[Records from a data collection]
[start]
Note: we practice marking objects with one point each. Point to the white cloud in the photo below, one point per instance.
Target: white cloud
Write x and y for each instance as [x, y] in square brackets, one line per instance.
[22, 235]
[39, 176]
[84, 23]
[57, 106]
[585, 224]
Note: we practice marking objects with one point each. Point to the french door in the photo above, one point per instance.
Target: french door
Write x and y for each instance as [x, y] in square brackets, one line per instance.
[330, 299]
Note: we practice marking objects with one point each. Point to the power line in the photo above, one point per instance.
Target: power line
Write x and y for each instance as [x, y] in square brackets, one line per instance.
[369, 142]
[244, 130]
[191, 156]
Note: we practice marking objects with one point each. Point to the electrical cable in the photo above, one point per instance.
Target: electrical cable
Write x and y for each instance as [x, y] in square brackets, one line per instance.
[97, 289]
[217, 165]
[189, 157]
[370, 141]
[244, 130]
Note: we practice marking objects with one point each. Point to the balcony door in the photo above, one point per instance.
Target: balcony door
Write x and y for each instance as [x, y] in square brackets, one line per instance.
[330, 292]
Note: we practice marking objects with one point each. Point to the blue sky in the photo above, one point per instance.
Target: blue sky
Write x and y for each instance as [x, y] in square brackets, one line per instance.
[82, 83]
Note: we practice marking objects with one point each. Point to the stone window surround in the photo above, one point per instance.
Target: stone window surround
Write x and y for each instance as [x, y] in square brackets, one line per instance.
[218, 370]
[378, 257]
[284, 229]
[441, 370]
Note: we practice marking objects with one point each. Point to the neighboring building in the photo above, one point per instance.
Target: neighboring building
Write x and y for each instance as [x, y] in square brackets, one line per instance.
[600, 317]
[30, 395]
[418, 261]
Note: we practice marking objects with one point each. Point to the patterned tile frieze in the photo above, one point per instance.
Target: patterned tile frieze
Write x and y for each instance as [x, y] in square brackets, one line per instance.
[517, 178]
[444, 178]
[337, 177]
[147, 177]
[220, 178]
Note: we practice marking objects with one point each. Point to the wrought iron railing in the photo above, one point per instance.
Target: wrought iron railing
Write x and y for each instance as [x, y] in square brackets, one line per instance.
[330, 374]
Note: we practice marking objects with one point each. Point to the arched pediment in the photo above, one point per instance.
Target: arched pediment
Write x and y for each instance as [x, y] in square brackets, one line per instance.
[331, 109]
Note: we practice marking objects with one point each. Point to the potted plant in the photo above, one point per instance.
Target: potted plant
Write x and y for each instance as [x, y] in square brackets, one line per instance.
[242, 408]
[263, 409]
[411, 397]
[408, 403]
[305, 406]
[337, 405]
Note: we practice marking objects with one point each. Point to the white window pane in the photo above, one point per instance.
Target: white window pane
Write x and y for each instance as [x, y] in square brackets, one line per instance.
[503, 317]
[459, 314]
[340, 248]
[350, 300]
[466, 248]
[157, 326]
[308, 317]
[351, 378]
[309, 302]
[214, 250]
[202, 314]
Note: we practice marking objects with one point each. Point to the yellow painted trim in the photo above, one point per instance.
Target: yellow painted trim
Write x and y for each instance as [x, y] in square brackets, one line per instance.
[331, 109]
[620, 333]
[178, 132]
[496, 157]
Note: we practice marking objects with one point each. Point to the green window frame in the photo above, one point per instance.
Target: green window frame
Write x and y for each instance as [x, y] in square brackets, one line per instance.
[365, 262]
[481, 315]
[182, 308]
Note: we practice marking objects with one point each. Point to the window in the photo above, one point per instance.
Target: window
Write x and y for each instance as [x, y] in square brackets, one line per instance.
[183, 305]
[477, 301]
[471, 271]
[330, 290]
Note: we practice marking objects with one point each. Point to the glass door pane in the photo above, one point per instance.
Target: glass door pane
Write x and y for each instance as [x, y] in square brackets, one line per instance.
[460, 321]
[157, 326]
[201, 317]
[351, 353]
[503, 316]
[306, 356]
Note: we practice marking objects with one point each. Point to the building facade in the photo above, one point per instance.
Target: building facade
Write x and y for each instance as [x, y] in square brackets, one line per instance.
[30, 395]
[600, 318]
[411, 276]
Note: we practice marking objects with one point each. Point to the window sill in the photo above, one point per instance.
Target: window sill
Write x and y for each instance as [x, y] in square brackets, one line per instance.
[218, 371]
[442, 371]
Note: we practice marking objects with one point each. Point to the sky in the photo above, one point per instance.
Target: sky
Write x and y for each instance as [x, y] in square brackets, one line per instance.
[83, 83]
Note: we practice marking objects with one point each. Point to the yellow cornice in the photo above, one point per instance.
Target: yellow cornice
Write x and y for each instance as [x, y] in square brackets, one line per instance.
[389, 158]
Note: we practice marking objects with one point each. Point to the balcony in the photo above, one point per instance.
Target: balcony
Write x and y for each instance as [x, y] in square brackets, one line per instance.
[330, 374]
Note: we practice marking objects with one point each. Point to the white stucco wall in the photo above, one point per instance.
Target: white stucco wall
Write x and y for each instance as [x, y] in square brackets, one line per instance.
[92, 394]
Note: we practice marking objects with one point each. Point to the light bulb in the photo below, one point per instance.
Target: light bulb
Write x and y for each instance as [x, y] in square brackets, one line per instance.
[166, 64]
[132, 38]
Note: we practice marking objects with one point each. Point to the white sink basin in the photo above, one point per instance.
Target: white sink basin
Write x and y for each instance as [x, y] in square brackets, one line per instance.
[end]
• Exercise instructions
Give every line of the records above as a JSON list of strings, one string per line, leaving out blank lines.

• Task response
[
  "Note: we practice marking objects with one point each. Point to the white cloud in the photo below, one point per instance.",
  "Target: white cloud",
  "Write x and y for each instance as [x, y] in square brackets, one line per instance.",
  "[22, 235]",
  "[39, 176]",
  "[84, 23]",
  "[57, 106]",
  "[585, 224]",
  "Note: we practice marking objects with one point each. Point to the french door in the photo above, one point per instance.",
  "Target: french door",
  "Write x and y for each instance as [x, y] in square brackets, one line per instance.",
  "[330, 299]",
  "Note: we practice marking objects with one point each. Point to the power line in the photo above, one point per instance.",
  "Target: power line",
  "Write x and y for each instance as [x, y] in square brackets, one line per instance.",
  "[369, 142]",
  "[244, 130]",
  "[191, 156]",
  "Note: we practice marking objects with one point each. Point to the electrical cable in the photo above, one point per instance.",
  "Target: electrical cable",
  "Write x and y for each instance as [x, y] in square brackets, one line per instance.",
  "[97, 289]",
  "[217, 165]",
  "[189, 157]",
  "[370, 141]",
  "[244, 130]",
  "Note: we practice marking objects with one point each. Point to the balcony door in the photo above, one point per instance.",
  "Target: balcony door",
  "Write x and y for each instance as [x, y] in square brackets, one line per instance.",
  "[330, 292]",
  "Note: we practice marking objects with one point each. Point to the blue sky in the photo above, one point per instance.",
  "Target: blue sky",
  "Write x and y for each instance as [x, y] in square brackets, one line per instance.",
  "[82, 83]",
  "Note: we practice marking objects with one point each. Point to the stone window surround in the photo above, one point per instance.",
  "Target: stone window surround",
  "Write x and y for each instance as [x, y] in square brackets, one line per instance.",
  "[218, 370]",
  "[378, 257]",
  "[284, 229]",
  "[441, 370]",
  "Note: we practice marking objects with one point each. Point to the neighboring building in the photo above, one point per instance.",
  "Target: neighboring building",
  "Write x and y for each instance as [x, y] in square brackets, one line per instance.",
  "[600, 317]",
  "[30, 395]",
  "[418, 261]",
  "Note: we practice marking objects with one point each. Point to the patterned tile frieze in the photo above, one point per instance.",
  "Target: patterned tile frieze",
  "Write x and y for each instance as [x, y] in square brackets, one line per instance.",
  "[517, 178]",
  "[444, 178]",
  "[337, 177]",
  "[147, 177]",
  "[220, 178]",
  "Note: we practice marking objects with one point each. Point to the wrought iron railing in the photo above, one point per instance.",
  "Target: wrought iron railing",
  "Write x and y for each instance as [x, y] in square brackets, one line per instance.",
  "[330, 374]",
  "Note: we practice marking objects with one point each. Point to the arched pediment in the photo above, one point per instance.",
  "Target: arched pediment",
  "Write x and y for each instance as [x, y] in square brackets, one line per instance.",
  "[331, 109]",
  "Note: we practice marking objects with one point each. Point to the potted plant in the photo above, one point per instance.",
  "Target: potted plant",
  "Write x and y for each instance as [x, y] in square brackets, one line per instance.",
  "[242, 408]",
  "[263, 409]",
  "[411, 397]",
  "[408, 403]",
  "[305, 406]",
  "[337, 405]",
  "Note: we practice marking objects with one point each. Point to the white window pane in the photo above, one point per instance.",
  "Target: white window pane",
  "Write x and y for each instance as [x, y] in square brackets, one line per instance.",
  "[503, 317]",
  "[459, 314]",
  "[340, 248]",
  "[350, 300]",
  "[466, 248]",
  "[157, 326]",
  "[308, 317]",
  "[351, 378]",
  "[309, 302]",
  "[214, 250]",
  "[202, 314]",
  "Note: we practice marking objects with one point each. Point to the yellow painted trim in the photo above, one point per instance.",
  "Target: yellow painted trim",
  "Write x and y for each instance as [x, y] in square brackets, one line per instance.",
  "[331, 109]",
  "[620, 333]",
  "[178, 132]",
  "[496, 157]",
  "Note: we practice marking objects with one point each. Point to the green window frame in the photo above, one point per instance.",
  "Target: green window frame",
  "Write x and y for each instance as [x, y] in square brackets, one line per instance.",
  "[365, 262]",
  "[481, 315]",
  "[182, 308]",
  "Note: we practice marking objects with one point each. Point to the window in the photo above, one point per instance.",
  "Target: window",
  "Write x and y for each instance as [x, y] in square brackets, one line per instance.",
  "[183, 305]",
  "[477, 301]",
  "[471, 271]",
  "[330, 290]",
  "Note: we practice marking objects with one point each. Point to the glass door pane in the photo above, one point per instance.",
  "Target: glass door pane",
  "Write x and y for each instance as [x, y] in square brackets, one line per instance.",
  "[460, 321]",
  "[157, 326]",
  "[201, 317]",
  "[351, 353]",
  "[503, 316]",
  "[306, 356]",
  "Note: we practice marking objects with one point each. Point to the building facade in the photo above, one point per instance.",
  "Target: building facade",
  "Write x and y for each instance as [x, y] in square brackets, one line per instance.",
  "[30, 395]",
  "[600, 318]",
  "[411, 276]",
  "Note: we practice marking objects with one point each. Point to the window sill in the photo above, one point per instance.",
  "Target: window sill",
  "Write x and y for each instance as [x, y] in square brackets, one line per instance.",
  "[218, 371]",
  "[442, 371]",
  "Note: we practice marking objects with one point each. Point to the sky in the photo above, one point per instance.",
  "Target: sky",
  "Write x and y for each instance as [x, y] in square brackets, one line per instance.",
  "[83, 83]",
  "Note: we practice marking objects with one point each. Point to the yellow cornice in the photo above, one point per instance.",
  "Target: yellow cornice",
  "Write x and y for each instance as [x, y] in square brackets, one line per instance.",
  "[389, 158]",
  "Note: we practice marking objects with one point each. Point to the balcony in the photo above, one point per instance.",
  "Target: balcony",
  "Write x and y for each instance as [x, y] in square brackets, one line per instance.",
  "[330, 374]",
  "Note: we practice marking objects with one point each. Point to the white stucco wall in the photo above, one point per instance.",
  "Target: white stucco wall",
  "Write x and y for each instance as [x, y] in square brackets, one line per instance.",
  "[92, 394]",
  "Note: we practice marking objects with one point each. Point to the light bulb in the photo below, one point per instance.",
  "Target: light bulb",
  "Write x and y for each instance as [x, y] in square brackets, one line per instance.",
  "[166, 64]",
  "[132, 38]",
  "Note: we practice marking objects with one point each. Point to the white sink basin in the photo above, one point per instance.",
  "Target: white sink basin",
  "Write x and y for each instance as [x, y] in square brackets, one line per instance."
]